■ **Extract to read**:
* start *

PHP/MySQL problem

PHP
1

This is the error I get, everytime “mysql_num_rows()” gets called this error comes up. Go to http://shanefaulkner.com and try and log in with anything

Warning: mysql_num_rows(): supplied argument is not a valid MySQL result resource in /home/shauder/public_html/login.php on line 30

Here is my files code

<?php
	include 'inc/php/dbconfig.php';	
	include 'inc/php/functions.php';
?>
<!DOCTYPE html PUBLIC "-//W3C//DTD XHTML 1.0 Transitional//EN"
   "http://www.w3.org/TR/xhtml1/DTD/xhtml1-transitional.dtd"> 
<head>
<title>Shane Faulkner | Login</title>
<link rel="stylesheet" type="text/css" href="inc/styles/common.css" />
</head>
<body>
<?php
	// when the user hits the submit button...
	if ($_POST['submit']) {
		
		// get the variables from the form and protect them
		$username = protect($_POST['username']);
		$password = protect($_POST['password']);
		
		if (!$username || !$password) {
		
			echo 'please enter a username or a password!';
			
		} else {
		
			// if they do have both a username and password then
			// we want to select all usernames from the database that match that username
			
			$res = mysql_query("SELECT * FROM 'users' WHERE 'username' = '".$username."'");
			$num = mysql_num_rows($res);
			
			// now we need to see if there is a match
			if ($num == 0) {
				
				// on fail display error
				echo 'the username, '.$username.', does not exist in our system!';
				
			} else {
			
				$res = mysql_query("SELECT username FROM 'users' WHERE 'username' = '".$username."' AND 'password' = '".$password."'");
				// we want to continue a their credentials if they passes
				$num = mysql_num_rows($res) or die("Error: ". mysql_error(). " with query ". $query);
				
				if ($num == 0) {
					
					// on fail display error
					echo 'the password you gave us does not match the username!';
					
				} else {
					
					$row = mysql_fetch_assoc($req);
					
					if ($row['active'] != 1) {
						
						// on fail display error
						echo 'you still need to activate your account before you can log in!';
						
					} else {
						
						// if it is active then log them in
						$_SESSION['uid'] = $row['id'];
						
						echo 'you have been logged in!';
						echo 'please wait while we redirect you!';
						
						// update them so they display as online
						mysql_query("UPDATE 'users' SET 'online' = '".$time."' WHERE 'id' = '".$_SESSION['uid']."'");
						
						// redirect
						header('location: index.php');
					}
				}
			}
		}
	}
?>
<form action="login.php" method="post">
 <div id="login">
  <p>
   <label>username: </label>
   <input name="username" type="text" />
  </p>
  <p>
   <label>password: </label>
   <input name="password" type="password" />
  </p>
  <p>
   <label>remember me: </label>
  </p>
  <span><input name="submit" value="login" type="submit"></span>
  <span><a href="register.php">register</a> | <a href="forgot.php">lost password</a></span>
 </div>
</form>
</body>
</html>

This is the files that connects to the DB

<?php
	// start a session to see if a user is logged in
	session_start();
	
	// define database variables
	$myqhost = 'localhost';
	$myqname = '******';
	$myquser = '************';
	$myqpass = '*************';
	
	$con = mysql_connect($myqhost, $myquser, $myqpass);
	$db = mysql_select_db($myqname, $con);
	
	if (!con) {
		echo '<p>MySQL connection is <b>bad</b></p>';
	} else {
		echo '<p>MySQL connection is <b>good</b></p>';
	}
?>

Any help would be greatly appreciated! I started playing around with it, and I am really knew to PHP so it may be even more messed up then it started lol =/

2

you have an error in your query…

SELECT username FROM 'users' WHERE 'username' ...

* end *

■ **Information supplied**:
* start *

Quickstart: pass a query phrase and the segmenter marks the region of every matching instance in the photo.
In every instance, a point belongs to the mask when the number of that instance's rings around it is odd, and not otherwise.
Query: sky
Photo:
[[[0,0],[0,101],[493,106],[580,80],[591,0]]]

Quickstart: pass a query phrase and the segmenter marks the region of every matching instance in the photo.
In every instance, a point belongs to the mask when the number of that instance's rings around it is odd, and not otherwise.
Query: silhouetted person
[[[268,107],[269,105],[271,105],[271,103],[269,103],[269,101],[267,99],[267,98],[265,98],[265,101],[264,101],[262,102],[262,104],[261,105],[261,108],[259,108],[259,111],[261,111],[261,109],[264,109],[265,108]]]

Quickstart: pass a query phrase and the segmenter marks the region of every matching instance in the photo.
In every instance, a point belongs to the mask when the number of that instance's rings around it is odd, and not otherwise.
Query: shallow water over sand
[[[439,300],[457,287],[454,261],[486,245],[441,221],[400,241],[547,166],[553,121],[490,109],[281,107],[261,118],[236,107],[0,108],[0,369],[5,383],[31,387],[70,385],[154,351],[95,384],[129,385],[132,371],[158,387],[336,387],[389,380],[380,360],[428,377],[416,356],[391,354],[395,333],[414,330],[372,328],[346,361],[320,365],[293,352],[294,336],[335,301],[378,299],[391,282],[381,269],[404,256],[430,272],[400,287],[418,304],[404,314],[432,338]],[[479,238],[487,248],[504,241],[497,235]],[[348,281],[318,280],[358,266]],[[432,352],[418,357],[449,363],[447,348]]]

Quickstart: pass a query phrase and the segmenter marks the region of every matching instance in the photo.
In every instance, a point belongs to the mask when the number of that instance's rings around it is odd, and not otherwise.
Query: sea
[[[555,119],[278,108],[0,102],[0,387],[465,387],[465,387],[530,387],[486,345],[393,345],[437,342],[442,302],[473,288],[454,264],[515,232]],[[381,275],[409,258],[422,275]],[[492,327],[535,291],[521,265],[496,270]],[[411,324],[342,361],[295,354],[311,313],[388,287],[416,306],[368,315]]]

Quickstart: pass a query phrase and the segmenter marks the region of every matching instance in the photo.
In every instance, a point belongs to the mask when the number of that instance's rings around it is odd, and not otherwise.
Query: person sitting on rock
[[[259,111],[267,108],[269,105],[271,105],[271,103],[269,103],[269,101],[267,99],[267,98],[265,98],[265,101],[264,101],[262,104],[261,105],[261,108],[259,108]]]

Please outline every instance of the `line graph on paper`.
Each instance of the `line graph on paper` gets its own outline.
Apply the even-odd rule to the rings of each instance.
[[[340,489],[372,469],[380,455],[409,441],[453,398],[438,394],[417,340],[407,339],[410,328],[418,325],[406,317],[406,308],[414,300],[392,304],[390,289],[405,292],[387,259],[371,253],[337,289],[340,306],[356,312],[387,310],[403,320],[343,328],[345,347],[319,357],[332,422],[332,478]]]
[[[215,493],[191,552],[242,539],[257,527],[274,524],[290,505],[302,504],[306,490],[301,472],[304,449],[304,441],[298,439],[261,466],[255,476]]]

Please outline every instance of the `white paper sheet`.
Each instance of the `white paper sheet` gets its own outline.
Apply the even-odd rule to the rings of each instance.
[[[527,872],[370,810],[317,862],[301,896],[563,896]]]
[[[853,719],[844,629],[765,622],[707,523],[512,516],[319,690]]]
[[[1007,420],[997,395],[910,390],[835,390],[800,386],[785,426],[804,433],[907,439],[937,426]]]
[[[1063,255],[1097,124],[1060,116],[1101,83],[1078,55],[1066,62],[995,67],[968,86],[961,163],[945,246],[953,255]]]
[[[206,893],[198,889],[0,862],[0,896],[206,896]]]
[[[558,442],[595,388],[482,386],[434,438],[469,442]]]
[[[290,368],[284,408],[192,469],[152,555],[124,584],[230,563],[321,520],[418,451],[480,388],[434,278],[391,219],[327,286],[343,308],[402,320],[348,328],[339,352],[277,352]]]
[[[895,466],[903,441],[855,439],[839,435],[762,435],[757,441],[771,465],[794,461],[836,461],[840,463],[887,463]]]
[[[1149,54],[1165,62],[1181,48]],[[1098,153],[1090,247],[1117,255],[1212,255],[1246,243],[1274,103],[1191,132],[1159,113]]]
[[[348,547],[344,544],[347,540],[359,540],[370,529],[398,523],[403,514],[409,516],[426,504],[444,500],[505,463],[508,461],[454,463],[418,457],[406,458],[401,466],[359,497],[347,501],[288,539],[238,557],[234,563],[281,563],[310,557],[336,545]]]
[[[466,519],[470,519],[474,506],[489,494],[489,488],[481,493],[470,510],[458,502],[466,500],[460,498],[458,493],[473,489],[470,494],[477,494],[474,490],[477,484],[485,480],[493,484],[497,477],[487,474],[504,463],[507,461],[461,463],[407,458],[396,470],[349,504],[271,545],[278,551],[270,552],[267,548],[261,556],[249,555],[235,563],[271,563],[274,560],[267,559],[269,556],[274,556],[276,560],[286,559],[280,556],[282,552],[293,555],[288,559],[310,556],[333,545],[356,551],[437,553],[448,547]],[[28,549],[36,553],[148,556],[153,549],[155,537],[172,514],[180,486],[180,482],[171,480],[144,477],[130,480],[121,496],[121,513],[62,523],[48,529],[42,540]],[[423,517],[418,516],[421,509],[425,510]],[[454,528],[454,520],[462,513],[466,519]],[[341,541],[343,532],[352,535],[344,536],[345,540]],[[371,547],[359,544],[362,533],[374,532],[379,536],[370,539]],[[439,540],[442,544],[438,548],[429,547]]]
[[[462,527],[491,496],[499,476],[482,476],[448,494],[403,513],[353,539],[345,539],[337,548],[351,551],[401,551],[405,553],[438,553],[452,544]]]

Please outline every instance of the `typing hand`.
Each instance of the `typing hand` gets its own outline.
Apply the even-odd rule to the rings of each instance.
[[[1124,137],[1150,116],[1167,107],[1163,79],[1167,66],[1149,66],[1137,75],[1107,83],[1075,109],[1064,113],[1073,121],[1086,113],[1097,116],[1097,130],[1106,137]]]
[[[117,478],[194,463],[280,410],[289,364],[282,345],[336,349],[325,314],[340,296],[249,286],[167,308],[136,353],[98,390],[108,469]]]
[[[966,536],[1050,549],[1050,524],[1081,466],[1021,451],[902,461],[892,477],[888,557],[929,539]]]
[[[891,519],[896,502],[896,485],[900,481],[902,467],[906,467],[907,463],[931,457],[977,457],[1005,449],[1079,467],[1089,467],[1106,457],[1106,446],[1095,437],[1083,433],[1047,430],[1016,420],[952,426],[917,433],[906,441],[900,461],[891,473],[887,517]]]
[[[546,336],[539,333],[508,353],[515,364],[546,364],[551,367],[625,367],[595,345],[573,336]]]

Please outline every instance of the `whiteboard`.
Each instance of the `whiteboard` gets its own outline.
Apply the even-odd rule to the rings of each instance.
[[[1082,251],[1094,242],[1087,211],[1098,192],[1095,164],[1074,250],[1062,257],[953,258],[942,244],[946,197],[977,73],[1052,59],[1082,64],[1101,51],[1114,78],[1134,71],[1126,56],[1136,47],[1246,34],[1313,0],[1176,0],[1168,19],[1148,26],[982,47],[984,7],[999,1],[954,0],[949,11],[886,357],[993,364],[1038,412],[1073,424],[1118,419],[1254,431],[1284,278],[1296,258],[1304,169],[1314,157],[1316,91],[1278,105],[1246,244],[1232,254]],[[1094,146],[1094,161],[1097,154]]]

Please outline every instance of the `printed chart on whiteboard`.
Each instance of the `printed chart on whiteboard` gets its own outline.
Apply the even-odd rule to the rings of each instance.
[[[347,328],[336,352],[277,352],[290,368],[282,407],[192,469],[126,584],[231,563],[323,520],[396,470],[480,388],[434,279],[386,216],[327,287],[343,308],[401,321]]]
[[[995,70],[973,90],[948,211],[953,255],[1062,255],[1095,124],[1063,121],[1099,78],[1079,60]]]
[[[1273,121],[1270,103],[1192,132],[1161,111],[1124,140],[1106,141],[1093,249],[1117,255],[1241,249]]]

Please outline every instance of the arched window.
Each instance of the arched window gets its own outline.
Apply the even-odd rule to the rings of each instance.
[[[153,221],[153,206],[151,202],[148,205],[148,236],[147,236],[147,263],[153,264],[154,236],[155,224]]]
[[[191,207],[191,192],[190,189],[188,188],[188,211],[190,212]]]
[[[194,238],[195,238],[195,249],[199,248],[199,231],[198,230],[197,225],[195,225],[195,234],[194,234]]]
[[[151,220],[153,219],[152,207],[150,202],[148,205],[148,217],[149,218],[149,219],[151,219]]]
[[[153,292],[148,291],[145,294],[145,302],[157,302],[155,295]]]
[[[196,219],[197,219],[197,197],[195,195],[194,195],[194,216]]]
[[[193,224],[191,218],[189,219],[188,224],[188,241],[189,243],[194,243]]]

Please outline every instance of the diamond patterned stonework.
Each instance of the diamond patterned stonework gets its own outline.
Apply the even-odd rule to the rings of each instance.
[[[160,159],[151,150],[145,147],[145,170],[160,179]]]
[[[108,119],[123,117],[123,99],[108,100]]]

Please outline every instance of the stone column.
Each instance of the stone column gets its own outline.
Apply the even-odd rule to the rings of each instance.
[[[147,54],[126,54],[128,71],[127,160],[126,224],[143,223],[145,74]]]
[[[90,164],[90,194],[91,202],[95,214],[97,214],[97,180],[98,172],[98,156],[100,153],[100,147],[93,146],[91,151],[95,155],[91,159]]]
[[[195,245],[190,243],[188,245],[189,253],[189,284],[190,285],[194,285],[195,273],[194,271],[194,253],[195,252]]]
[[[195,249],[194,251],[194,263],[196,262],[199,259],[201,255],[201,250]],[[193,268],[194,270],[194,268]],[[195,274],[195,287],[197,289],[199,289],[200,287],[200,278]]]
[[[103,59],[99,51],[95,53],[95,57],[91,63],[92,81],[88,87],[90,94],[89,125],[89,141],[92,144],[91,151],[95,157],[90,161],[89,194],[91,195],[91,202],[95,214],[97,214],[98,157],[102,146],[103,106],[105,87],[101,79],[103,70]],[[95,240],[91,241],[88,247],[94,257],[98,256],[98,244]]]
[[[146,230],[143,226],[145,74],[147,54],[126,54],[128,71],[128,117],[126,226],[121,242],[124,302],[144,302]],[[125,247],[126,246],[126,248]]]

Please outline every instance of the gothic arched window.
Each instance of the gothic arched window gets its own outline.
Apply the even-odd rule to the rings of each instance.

* end *

■ **Goals**:
A. Decide whether each statement agrees with the PHP login thread. For each one, answer yes or no and quote the words of the thread that decide it.
(i) The warning is reported on line 30 of login.php.
(ii) The file that connects to the database starts a session.
(iii) The poster claims to be experienced with PHP.
B. Answer these questions from the PHP login thread.
(i) What message does the login code print when the username or password is missing?
(ii) Which page does the code redirect to after a successful login?
(iii) Where does the reply say the error is?
C. Continue the PHP login thread from the point where it stops.

■ **Answers below**:
A.
(i) Yes: "in /home/shauder/public_html/login.php on line 30"
(ii) Yes: "// start a session to see if a user is logged in"
(iii) No: "I am really knew to PHP"

B.
(i) please enter a username or a password!
(ii) index.php
(iii) In the query.

C.
don’t put quotes around users and username, that turns them into strings

you can’t select anything from a string

here’s a tip: when you are developing a php script that uses a database, test your queries outside of php first

that way, you’ll find the mysql error messages more easily

:slight_smile:

3

There is a lot that can go wrong when interfacing code and a database. Each one of the MySQL functions present in PHP is set up to return a result that evaluates to false if something goes wrong. Every operation from connecting to the database to retrieving results needs to be evaluated as to whether the operation was successful before proceeding. Don’t select a database on a connection that failed, don’t run on a query on a connection where a database was not successfully selected, and don’t attempt to get information about, or information from a result set that doesn’t exist because the query failed or the database connection or server had an issue for the brief moment of your request.

4

Thanks for the reply guys, I have changed the code to this and tested within myphpadmin

$res = mysql_query("SELECT * FROM `users` WHERE `username` = '".$username."' AND `password` = '".$password."'");
				// we want to continue a their credentials if they passes
				$num = mysql_num_rows($res);

It works! I am just retarded and didn’t “notice” the difference between “`” and “'”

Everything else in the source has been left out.